- **DATA EXCERPTS**:
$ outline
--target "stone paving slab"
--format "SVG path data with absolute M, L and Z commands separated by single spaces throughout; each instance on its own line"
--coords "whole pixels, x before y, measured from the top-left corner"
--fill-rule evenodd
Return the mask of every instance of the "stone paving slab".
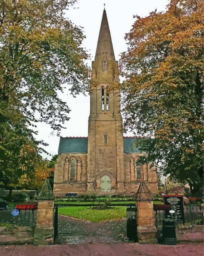
M 203 244 L 83 244 L 0 246 L 1 256 L 203 256 Z

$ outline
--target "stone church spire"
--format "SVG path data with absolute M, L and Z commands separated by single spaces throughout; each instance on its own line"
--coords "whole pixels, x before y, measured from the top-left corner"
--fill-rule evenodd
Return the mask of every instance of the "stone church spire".
M 115 61 L 115 56 L 111 40 L 111 36 L 108 22 L 106 12 L 104 10 L 101 25 L 98 41 L 95 61 L 100 57 L 107 56 Z

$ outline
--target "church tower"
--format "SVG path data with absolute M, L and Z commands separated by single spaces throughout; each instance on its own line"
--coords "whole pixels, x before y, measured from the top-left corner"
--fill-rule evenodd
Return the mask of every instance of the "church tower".
M 124 145 L 118 62 L 104 9 L 90 85 L 88 192 L 124 192 Z

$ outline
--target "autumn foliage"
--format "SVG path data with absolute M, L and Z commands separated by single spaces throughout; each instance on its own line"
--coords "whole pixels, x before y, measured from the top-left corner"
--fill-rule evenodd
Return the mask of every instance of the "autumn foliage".
M 164 174 L 203 182 L 203 0 L 171 0 L 165 12 L 136 21 L 122 56 L 125 126 Z
M 34 186 L 46 176 L 40 155 L 46 144 L 35 139 L 36 123 L 48 124 L 58 135 L 70 111 L 58 93 L 66 89 L 74 95 L 88 84 L 84 36 L 65 18 L 75 2 L 0 1 L 0 181 L 5 188 Z

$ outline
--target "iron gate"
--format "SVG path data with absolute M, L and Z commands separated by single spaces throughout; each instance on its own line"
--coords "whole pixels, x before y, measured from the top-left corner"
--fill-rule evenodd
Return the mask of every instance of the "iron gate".
M 136 205 L 127 206 L 127 236 L 130 240 L 138 241 Z
M 58 206 L 54 206 L 54 218 L 53 218 L 53 226 L 54 227 L 54 243 L 57 236 L 58 229 Z

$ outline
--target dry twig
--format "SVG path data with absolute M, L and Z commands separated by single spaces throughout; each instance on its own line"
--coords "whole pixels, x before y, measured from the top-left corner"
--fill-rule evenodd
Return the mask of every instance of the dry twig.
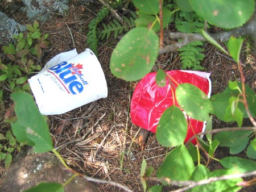
M 181 192 L 187 190 L 189 189 L 193 188 L 194 187 L 206 185 L 212 182 L 222 181 L 222 180 L 228 180 L 235 178 L 249 177 L 251 176 L 254 176 L 256 174 L 256 170 L 251 172 L 242 173 L 237 173 L 231 175 L 224 175 L 220 177 L 210 177 L 206 180 L 200 180 L 199 181 L 172 181 L 168 178 L 158 178 L 154 177 L 148 177 L 144 178 L 145 180 L 148 181 L 155 181 L 158 182 L 164 182 L 169 185 L 172 185 L 175 186 L 183 185 L 187 186 L 184 187 L 180 188 L 175 190 L 171 191 L 172 192 Z M 242 183 L 237 184 L 237 186 L 242 185 Z

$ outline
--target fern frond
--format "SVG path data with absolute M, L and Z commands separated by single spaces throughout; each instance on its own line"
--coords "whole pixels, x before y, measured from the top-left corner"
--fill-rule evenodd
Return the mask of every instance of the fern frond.
M 193 43 L 195 42 L 191 43 L 178 50 L 181 52 L 179 55 L 180 56 L 180 60 L 181 60 L 182 69 L 205 69 L 204 68 L 200 65 L 200 61 L 205 57 L 204 54 L 202 53 L 204 49 L 201 47 L 193 45 L 192 43 Z
M 177 30 L 184 33 L 200 32 L 204 24 L 196 13 L 181 12 L 176 18 L 175 26 Z M 203 43 L 199 41 L 192 42 L 178 49 L 182 63 L 182 69 L 189 68 L 192 70 L 203 70 L 204 68 L 200 65 L 205 55 L 204 49 L 201 47 Z
M 98 36 L 101 40 L 106 38 L 107 40 L 112 33 L 114 34 L 115 39 L 117 38 L 118 35 L 122 34 L 125 31 L 128 31 L 136 26 L 135 19 L 137 18 L 135 14 L 131 14 L 131 16 L 127 18 L 123 16 L 123 23 L 119 23 L 117 20 L 114 19 L 112 22 L 110 22 L 108 26 L 103 24 L 104 30 L 98 31 Z
M 101 9 L 97 14 L 97 17 L 92 19 L 88 25 L 89 31 L 86 35 L 86 44 L 96 56 L 98 55 L 97 49 L 98 41 L 98 39 L 97 36 L 97 26 L 109 12 L 110 11 L 106 7 Z

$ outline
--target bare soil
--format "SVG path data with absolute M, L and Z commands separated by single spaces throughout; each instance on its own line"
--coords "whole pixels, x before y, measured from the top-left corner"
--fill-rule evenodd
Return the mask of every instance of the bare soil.
M 63 15 L 52 14 L 45 22 L 40 23 L 44 33 L 48 34 L 50 49 L 46 53 L 40 64 L 45 63 L 56 55 L 76 48 L 80 53 L 87 48 L 88 26 L 101 7 L 98 4 L 82 3 L 73 1 L 69 9 Z M 20 23 L 31 23 L 26 15 L 14 13 Z M 108 19 L 113 19 L 109 17 Z M 68 28 L 70 28 L 70 31 Z M 175 30 L 170 26 L 170 30 Z M 72 34 L 72 35 L 71 35 Z M 74 39 L 72 41 L 71 35 Z M 154 167 L 155 174 L 170 149 L 158 143 L 155 135 L 150 133 L 144 149 L 142 151 L 138 143 L 140 128 L 134 125 L 129 116 L 129 103 L 136 82 L 127 82 L 114 77 L 109 69 L 109 61 L 113 49 L 118 40 L 112 37 L 108 41 L 100 41 L 98 60 L 105 73 L 108 87 L 108 96 L 60 115 L 48 116 L 48 124 L 55 147 L 68 164 L 79 172 L 97 178 L 112 180 L 121 183 L 134 191 L 142 191 L 140 182 L 140 170 L 144 158 L 148 165 Z M 168 39 L 165 43 L 170 43 Z M 205 58 L 201 65 L 211 72 L 213 93 L 222 91 L 229 80 L 239 80 L 237 65 L 232 59 L 208 43 L 204 45 Z M 246 83 L 252 89 L 255 86 L 256 64 L 255 52 L 250 56 L 243 53 L 243 71 Z M 174 52 L 159 57 L 165 70 L 180 69 L 178 53 Z M 10 100 L 9 101 L 10 102 Z M 6 106 L 10 106 L 7 103 Z M 232 126 L 213 118 L 214 128 Z M 85 138 L 98 136 L 83 145 L 76 145 L 76 139 L 81 137 L 88 130 Z M 68 144 L 68 143 L 69 143 Z M 220 148 L 216 157 L 221 158 L 230 156 L 229 149 Z M 245 153 L 241 156 L 245 157 Z M 2 164 L 0 174 L 6 170 Z M 210 165 L 211 170 L 221 169 L 216 162 Z M 156 182 L 151 182 L 156 184 Z M 110 185 L 97 184 L 102 191 L 122 191 Z M 171 187 L 165 187 L 163 191 L 170 191 Z M 256 191 L 255 187 L 242 190 Z

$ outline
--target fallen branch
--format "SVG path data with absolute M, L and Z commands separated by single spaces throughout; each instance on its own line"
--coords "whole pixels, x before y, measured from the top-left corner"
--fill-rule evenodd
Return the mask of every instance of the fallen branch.
M 249 177 L 251 176 L 254 176 L 256 174 L 256 170 L 250 172 L 247 172 L 247 173 L 237 173 L 237 174 L 233 174 L 231 175 L 224 175 L 221 176 L 220 177 L 210 177 L 206 180 L 200 180 L 199 181 L 172 181 L 171 180 L 168 178 L 158 178 L 157 177 L 148 177 L 144 178 L 145 180 L 147 181 L 154 181 L 157 182 L 165 182 L 167 183 L 168 185 L 175 185 L 175 186 L 179 186 L 179 185 L 183 185 L 186 186 L 185 187 L 178 189 L 177 190 L 171 191 L 172 192 L 181 192 L 184 191 L 185 190 L 187 190 L 188 189 L 193 188 L 194 187 L 209 184 L 212 182 L 218 181 L 222 181 L 222 180 L 228 180 L 230 179 L 233 179 L 236 178 L 239 178 L 239 177 Z M 237 183 L 237 186 L 241 185 L 241 183 Z
M 112 13 L 112 15 L 114 17 L 115 17 L 119 22 L 122 23 L 122 18 L 120 16 L 120 15 L 118 15 L 117 11 L 115 11 L 112 7 L 111 7 L 109 4 L 108 4 L 105 1 L 104 1 L 104 0 L 98 0 L 98 1 L 100 1 L 103 5 L 107 7 L 107 8 L 110 10 L 111 12 Z
M 222 131 L 242 131 L 242 130 L 256 131 L 256 127 L 226 127 L 226 128 L 220 128 L 220 129 L 202 132 L 201 133 L 196 133 L 196 135 L 193 135 L 191 138 L 190 138 L 189 139 L 189 140 L 186 143 L 185 146 L 188 147 L 189 143 L 193 139 L 194 139 L 196 137 L 202 135 L 217 133 L 218 133 L 219 132 L 222 132 Z
M 245 77 L 243 73 L 243 69 L 242 67 L 242 63 L 240 61 L 239 61 L 238 65 L 239 72 L 240 73 L 240 76 L 241 76 L 241 82 L 242 84 L 242 95 L 243 97 L 243 105 L 245 106 L 245 110 L 246 111 L 247 115 L 248 115 L 250 120 L 251 121 L 251 123 L 253 123 L 253 126 L 254 127 L 256 127 L 256 122 L 255 121 L 254 119 L 253 118 L 253 116 L 251 115 L 251 114 L 250 112 L 250 110 L 249 110 L 249 108 L 248 108 L 248 103 L 247 102 L 246 93 L 245 93 Z
M 219 33 L 209 34 L 215 40 L 217 41 L 225 41 L 229 39 L 231 36 L 234 37 L 239 37 L 249 35 L 251 36 L 256 42 L 256 19 L 253 18 L 245 25 L 236 28 L 234 30 L 228 31 L 221 32 Z M 167 30 L 164 31 L 164 37 L 170 39 L 182 39 L 183 40 L 177 42 L 174 44 L 168 45 L 163 48 L 160 49 L 159 55 L 166 53 L 170 52 L 176 51 L 187 44 L 195 41 L 206 41 L 207 39 L 200 34 L 184 34 L 181 32 L 171 32 Z

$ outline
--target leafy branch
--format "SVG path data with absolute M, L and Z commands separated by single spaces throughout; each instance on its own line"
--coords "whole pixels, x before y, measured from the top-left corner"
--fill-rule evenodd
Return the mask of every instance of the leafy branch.
M 148 177 L 144 178 L 144 180 L 147 181 L 154 181 L 158 182 L 161 182 L 163 183 L 166 183 L 168 185 L 172 185 L 175 186 L 187 186 L 184 187 L 179 188 L 177 190 L 171 191 L 172 192 L 181 192 L 187 190 L 189 189 L 195 187 L 197 186 L 209 184 L 213 182 L 216 182 L 218 181 L 222 181 L 222 180 L 228 180 L 230 179 L 240 178 L 240 177 L 249 177 L 251 176 L 254 176 L 256 174 L 256 170 L 246 172 L 246 173 L 236 173 L 233 174 L 232 175 L 224 175 L 220 177 L 210 177 L 209 178 L 206 180 L 202 180 L 199 181 L 174 181 L 171 180 L 169 178 L 158 178 L 157 177 Z M 237 183 L 237 186 L 242 186 L 244 182 L 242 182 L 240 183 Z
M 230 36 L 239 37 L 249 35 L 253 37 L 254 43 L 255 31 L 256 31 L 256 18 L 255 16 L 245 25 L 228 31 L 218 33 L 209 33 L 209 35 L 217 41 L 226 41 Z M 182 41 L 172 45 L 168 45 L 159 50 L 159 55 L 175 51 L 191 42 L 207 40 L 201 34 L 171 32 L 167 30 L 164 31 L 164 36 L 170 39 L 182 39 Z

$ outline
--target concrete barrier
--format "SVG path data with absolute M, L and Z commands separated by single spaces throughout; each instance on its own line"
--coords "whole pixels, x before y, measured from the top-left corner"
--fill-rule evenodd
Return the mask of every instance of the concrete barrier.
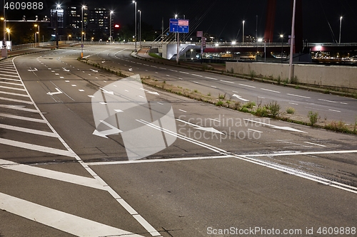
M 352 66 L 293 64 L 293 76 L 298 84 L 315 85 L 338 90 L 357 92 L 357 68 Z M 288 78 L 289 65 L 226 62 L 226 70 L 241 75 L 254 75 L 281 82 Z

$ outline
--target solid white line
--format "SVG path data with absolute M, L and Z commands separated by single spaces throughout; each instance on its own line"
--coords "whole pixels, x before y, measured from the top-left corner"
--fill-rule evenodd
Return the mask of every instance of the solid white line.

- **INSTRUCTIONS TO FOLLOW**:
Render the items from the first line through the line containing "M 115 61 L 115", inclusive, as a JSON list of strings with one string per line, omitting blank lines and the pictures.

- **THE ANSWER**:
[
  "$ outline",
  "--target \"stone paving slab\"",
  "--format \"SVG path data with absolute M, L and Z commands separated by single spaces throughout; each instance on its own line\"",
  "--coords \"whole pixels, x before y, measured from the top-left corner\"",
  "--fill-rule evenodd",
  "Return the mask of every instance of the \"stone paving slab\".",
  "M 203 244 L 83 244 L 0 246 L 1 256 L 203 256 Z",
  "$ outline",
  "--target \"stone church spire\"",
  "--format \"SVG path data with absolute M, L and Z commands separated by single spaces throughout; each instance on its own line\"",
  "--coords \"whole pixels, x before y, measured from the top-left corner\"",
  "--fill-rule evenodd",
  "Return the mask of every instance of the \"stone church spire\".",
  "M 115 61 L 115 56 L 111 40 L 111 36 L 108 22 L 106 12 L 104 10 L 101 25 L 98 41 L 95 61 L 100 57 L 107 56 Z"
]